Problem »
What is needed is a word-for-word copy of the listing below, without pictures.

───

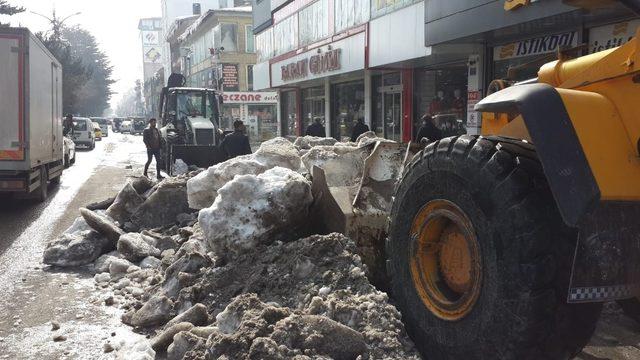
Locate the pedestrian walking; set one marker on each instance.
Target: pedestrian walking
(152, 139)
(236, 143)
(359, 129)
(428, 130)
(316, 129)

───

Written reply »
Locate the pedestrian walking; set one marker on each instance.
Target: pedestrian walking
(152, 139)
(236, 143)
(359, 129)
(428, 130)
(316, 129)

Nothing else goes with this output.